Work to complete =>
Copy out the entries below precisely; nothing is to be omitted.

=-=-=

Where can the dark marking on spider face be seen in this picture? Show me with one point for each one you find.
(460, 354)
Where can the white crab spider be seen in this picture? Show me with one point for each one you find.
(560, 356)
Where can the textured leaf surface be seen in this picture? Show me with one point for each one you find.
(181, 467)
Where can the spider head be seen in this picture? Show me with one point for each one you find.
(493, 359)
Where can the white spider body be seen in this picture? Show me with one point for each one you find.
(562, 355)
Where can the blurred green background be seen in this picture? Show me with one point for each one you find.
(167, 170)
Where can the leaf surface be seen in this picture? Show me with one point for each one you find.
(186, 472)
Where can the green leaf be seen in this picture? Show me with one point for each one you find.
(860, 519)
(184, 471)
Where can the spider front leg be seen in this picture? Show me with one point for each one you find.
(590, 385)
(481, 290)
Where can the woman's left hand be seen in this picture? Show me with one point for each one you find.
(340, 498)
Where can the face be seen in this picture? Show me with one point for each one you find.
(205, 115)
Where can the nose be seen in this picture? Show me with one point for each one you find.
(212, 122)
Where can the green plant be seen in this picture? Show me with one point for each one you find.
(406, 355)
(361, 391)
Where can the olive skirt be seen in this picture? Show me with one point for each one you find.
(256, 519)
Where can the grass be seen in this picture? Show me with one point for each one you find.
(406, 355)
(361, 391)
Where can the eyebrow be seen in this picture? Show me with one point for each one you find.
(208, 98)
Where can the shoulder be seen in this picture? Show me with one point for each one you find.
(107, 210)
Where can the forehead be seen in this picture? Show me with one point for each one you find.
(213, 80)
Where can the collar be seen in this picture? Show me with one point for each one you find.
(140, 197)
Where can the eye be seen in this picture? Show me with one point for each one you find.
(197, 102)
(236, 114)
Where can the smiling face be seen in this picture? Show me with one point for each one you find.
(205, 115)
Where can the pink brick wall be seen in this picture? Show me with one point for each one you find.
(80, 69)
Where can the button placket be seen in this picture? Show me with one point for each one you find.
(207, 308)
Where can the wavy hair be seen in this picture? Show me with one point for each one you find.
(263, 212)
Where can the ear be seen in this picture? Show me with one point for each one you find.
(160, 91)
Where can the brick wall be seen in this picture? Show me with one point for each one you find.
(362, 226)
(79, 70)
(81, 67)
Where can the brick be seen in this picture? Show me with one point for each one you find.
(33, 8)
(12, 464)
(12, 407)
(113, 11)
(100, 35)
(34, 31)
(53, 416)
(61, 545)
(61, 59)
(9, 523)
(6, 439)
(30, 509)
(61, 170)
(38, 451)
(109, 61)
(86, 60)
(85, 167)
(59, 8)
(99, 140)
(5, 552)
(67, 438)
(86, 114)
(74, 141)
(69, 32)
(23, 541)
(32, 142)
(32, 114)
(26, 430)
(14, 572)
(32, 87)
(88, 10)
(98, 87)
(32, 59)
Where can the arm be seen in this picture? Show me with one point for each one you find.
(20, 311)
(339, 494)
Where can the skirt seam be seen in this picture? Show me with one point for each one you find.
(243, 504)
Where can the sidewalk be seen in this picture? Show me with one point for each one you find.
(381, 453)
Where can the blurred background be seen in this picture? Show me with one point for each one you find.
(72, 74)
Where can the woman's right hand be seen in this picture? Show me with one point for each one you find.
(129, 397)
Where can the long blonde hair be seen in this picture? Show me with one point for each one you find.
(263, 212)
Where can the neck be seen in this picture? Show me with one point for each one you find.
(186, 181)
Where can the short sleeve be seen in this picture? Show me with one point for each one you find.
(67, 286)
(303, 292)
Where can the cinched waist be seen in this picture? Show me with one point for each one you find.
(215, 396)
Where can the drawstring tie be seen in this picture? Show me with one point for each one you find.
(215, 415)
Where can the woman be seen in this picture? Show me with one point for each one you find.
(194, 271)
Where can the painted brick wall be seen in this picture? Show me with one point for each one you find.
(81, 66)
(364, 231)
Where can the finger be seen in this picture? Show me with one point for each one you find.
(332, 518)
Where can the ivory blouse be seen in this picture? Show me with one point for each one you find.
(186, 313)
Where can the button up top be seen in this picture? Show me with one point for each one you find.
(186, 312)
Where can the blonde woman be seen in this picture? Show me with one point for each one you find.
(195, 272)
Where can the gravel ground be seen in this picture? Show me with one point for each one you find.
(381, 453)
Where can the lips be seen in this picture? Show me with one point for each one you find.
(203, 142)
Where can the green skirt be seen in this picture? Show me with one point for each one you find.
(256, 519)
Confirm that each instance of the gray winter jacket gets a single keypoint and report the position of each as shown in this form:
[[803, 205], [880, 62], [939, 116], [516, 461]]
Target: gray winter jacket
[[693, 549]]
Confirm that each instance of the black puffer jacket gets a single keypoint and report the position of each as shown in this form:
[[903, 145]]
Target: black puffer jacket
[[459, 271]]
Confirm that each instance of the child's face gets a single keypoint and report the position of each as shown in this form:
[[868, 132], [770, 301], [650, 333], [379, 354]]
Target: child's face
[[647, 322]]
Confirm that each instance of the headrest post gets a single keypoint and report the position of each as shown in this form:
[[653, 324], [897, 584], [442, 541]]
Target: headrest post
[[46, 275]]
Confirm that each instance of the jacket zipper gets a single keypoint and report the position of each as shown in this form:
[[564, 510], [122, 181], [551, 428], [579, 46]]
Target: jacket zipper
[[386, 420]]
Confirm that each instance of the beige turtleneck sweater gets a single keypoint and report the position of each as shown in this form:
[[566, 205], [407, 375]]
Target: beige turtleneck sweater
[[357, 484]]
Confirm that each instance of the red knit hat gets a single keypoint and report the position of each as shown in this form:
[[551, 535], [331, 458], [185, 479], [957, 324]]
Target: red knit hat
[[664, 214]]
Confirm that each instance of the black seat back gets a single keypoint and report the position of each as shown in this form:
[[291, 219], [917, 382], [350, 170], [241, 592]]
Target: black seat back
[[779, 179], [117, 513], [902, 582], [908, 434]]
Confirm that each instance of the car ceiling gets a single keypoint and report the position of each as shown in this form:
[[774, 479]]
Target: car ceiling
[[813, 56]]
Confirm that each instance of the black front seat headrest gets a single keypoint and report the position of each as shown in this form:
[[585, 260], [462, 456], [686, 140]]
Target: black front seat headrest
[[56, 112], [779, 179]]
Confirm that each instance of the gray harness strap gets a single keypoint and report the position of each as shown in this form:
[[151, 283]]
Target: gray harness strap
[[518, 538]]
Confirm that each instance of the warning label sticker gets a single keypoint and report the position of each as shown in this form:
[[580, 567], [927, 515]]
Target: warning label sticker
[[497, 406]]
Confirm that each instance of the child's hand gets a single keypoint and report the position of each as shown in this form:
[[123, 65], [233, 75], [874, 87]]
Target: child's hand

=-=-=

Output of the task =>
Where can the dark marking on spider face be seen in this picture? Show me with one point for each one you find.
(460, 354)
Where can the white crab spider be seen in this picture? Show me with one point for each one you find.
(560, 356)
Where can the textured leaf surface be seen in this picture? Show me with one point for each one you find.
(181, 467)
Where can the spider head be seen in this picture? Show me with one point for each one you find.
(493, 359)
Where can the white spider body be seen in this picture? Show me with one point for each one you find.
(562, 355)
Where can the blurred green background be seen in this picture? Show me with one point for each one you find.
(167, 170)
Where can the leaf surface be seen in this picture? Show me with one point for each one you find.
(186, 472)
Where can the green leaf be seen in this picture? Show me with one point for each one you find.
(860, 519)
(184, 471)
Where can the spider front leg be seen in this picture? Show me with one point for each one you find.
(590, 385)
(481, 290)
Where can the woman's left hand be seen in this picture? Show me with one point for each one you find.
(340, 498)
Where can the face be seen in this picture? Show me with one point for each one you find.
(205, 115)
Where can the nose be seen in this picture? Show me with one point for each one you find.
(212, 122)
Where can the green plant be seen in this picture? Show me with one point for each one you find.
(406, 355)
(361, 391)
Where can the olive skirt be seen in this picture? Show me with one point for each one you find.
(256, 519)
Where can the grass be seen in this picture? Show me with one point for each one you find.
(406, 355)
(361, 391)
Where can the eyebrow be seen in this picture? Show me with one point for each one you find.
(208, 98)
Where can the shoulder be seen in this picture? Show me with one point for each one you find.
(107, 210)
Where can the forehead be seen in this picture? Show me with one point for each one you find.
(213, 80)
Where can the collar be seen in this picture? Show me with one point for each one you find.
(140, 197)
Where can the eye be seen in this picture? Show me with one point for each one you find.
(197, 102)
(236, 114)
Where can the smiling face be seen in this picture? Show me with one point for each one you find.
(205, 115)
Where can the pink brick wall be seen in this picture? Show me with one point for each one you find.
(80, 69)
Where can the button placket be seen in this picture? Show me with one point for each one you find.
(207, 308)
Where can the wavy hair be seen in this picture? Show me with one point for each one you find.
(263, 212)
Where can the ear be seen in this picture? Show me with one point for each one you find.
(160, 91)
Where can the brick wall be seen in this picture? Show me with one point for each one you find.
(362, 226)
(79, 70)
(81, 67)
Where can the brick be seen in this picture? Show me with one point for each one you find.
(33, 8)
(12, 464)
(12, 407)
(113, 11)
(100, 35)
(34, 31)
(53, 416)
(61, 545)
(61, 59)
(9, 523)
(6, 439)
(30, 509)
(61, 170)
(38, 451)
(109, 61)
(86, 60)
(85, 167)
(59, 8)
(99, 140)
(5, 552)
(67, 438)
(86, 114)
(74, 141)
(69, 32)
(23, 541)
(32, 142)
(32, 114)
(26, 430)
(14, 572)
(32, 87)
(88, 10)
(98, 87)
(32, 59)
Where can the arm be seen in this picture? Show me with one point for each one you find.
(20, 311)
(339, 494)
Where can the skirt seam be seen in this picture? Show me with one point for each one you find.
(243, 504)
Where can the sidewalk be seen in this picture? Show me with one point for each one you find.
(381, 453)
Where can the blurred background be seen in this picture? Show me with one point for each one you find.
(72, 74)
Where can the woman's right hand be seen in this picture? Show me with one point for each one you find.
(129, 397)
Where can the long blonde hair be seen in this picture? Show me with one point for each one you find.
(263, 212)
Where can the neck be seen in this picture? Show me with one point for each one you find.
(186, 181)
Where can the short sleeve be seen in this picture? Show me with one point for each one you find.
(67, 286)
(303, 292)
Where can the cinched waist be seen in this picture? Show me with one point for each one you find.
(215, 396)
Where can the drawstring tie be seen in this picture? Show me with one point for each one you find.
(215, 415)
Where can the woman be seen in this picture? Show me with one point for each one you find.
(194, 271)
Where can the painted brick wall be seen in this picture? Show me with one point for each one you find.
(81, 66)
(364, 231)
Where can the finger be seen in this picture? Show me with one point for each one you find.
(332, 518)
Where can the ivory blouse be seen in this picture? Show me with one point for each one you find.
(186, 313)
Where can the button up top be seen in this picture? Show me with one point for each one you find.
(186, 312)
Where can the blonde woman be seen in this picture? Show me with one point for each one you find.
(195, 272)
Where can the gravel ground be seen in this picture? Show me with one point for each one you find.
(381, 453)
Where can the lips be seen in this picture? Show me with one point for each one you find.
(203, 142)
Where can the green skirt be seen in this picture? Show me with one point for each one you find.
(256, 519)
Confirm that each instance of the gray winter jacket gets a single keypoint and report the position of each as shown in this form:
[[803, 205], [880, 62], [939, 116], [516, 461]]
Target: gray winter jacket
[[693, 549]]
Confirm that each instance of the black puffer jacket gets a single keypoint and report the position of each as shown in this form:
[[903, 145]]
Target: black puffer jacket
[[459, 271]]
Confirm that each instance of the child's face gets a single keypoint and report the position of each as shown in this form:
[[868, 132], [770, 301], [650, 333], [379, 354]]
Target: child's face
[[647, 322]]
Confirm that each instance of the headrest post gets a single keypoint and report the position of each as shown in this form:
[[653, 324], [897, 584], [442, 541]]
Target: headrest post
[[46, 275]]
Confirm that each instance of the jacket zipper gets a single keypoint and report the position of each as shown in this form:
[[564, 510], [122, 181], [551, 428], [579, 46]]
Target: jacket zipper
[[386, 420]]
Confirm that each instance of the beige turtleneck sweater gets a single keypoint and report the position of each as shown in this form:
[[566, 205], [407, 375]]
Target: beige turtleneck sweater
[[357, 484]]
Confirm that each instance of the red knit hat gets a single keypoint and report the position of each as shown in this form:
[[551, 535], [331, 458], [185, 479], [957, 324]]
Target: red knit hat
[[664, 214]]
Confirm that each instance of the black seat back gets a single keypoint and report the position of each as shown in this form:
[[291, 219], [917, 382], [350, 170], [241, 592]]
Target: black seat back
[[779, 179], [117, 513], [902, 582], [908, 434]]
Confirm that each instance of the car ceiling gets a single keypoint and report the position of each as shown in this form:
[[774, 479]]
Target: car ceiling
[[813, 56]]
Confirm that each instance of the black front seat headrest gets a single keypoint and report the position of each as shown in this form:
[[585, 260], [462, 456], [686, 140]]
Target: black front seat headrest
[[56, 112], [779, 179]]
Confirm that each instance of the gray harness strap gets a single keypoint and report the position of each as shown in this form:
[[151, 283]]
Target: gray harness strap
[[518, 538]]
Confirm that each instance of the warning label sticker gets a single keypoint and report the position of each as shown in this form:
[[580, 567], [927, 515]]
Target: warning label sticker
[[497, 406]]
Confirm that each instance of the child's hand gets a single keypoint and report the position of each as shown in this form:
[[123, 65], [233, 75], [874, 87]]
Target: child's hand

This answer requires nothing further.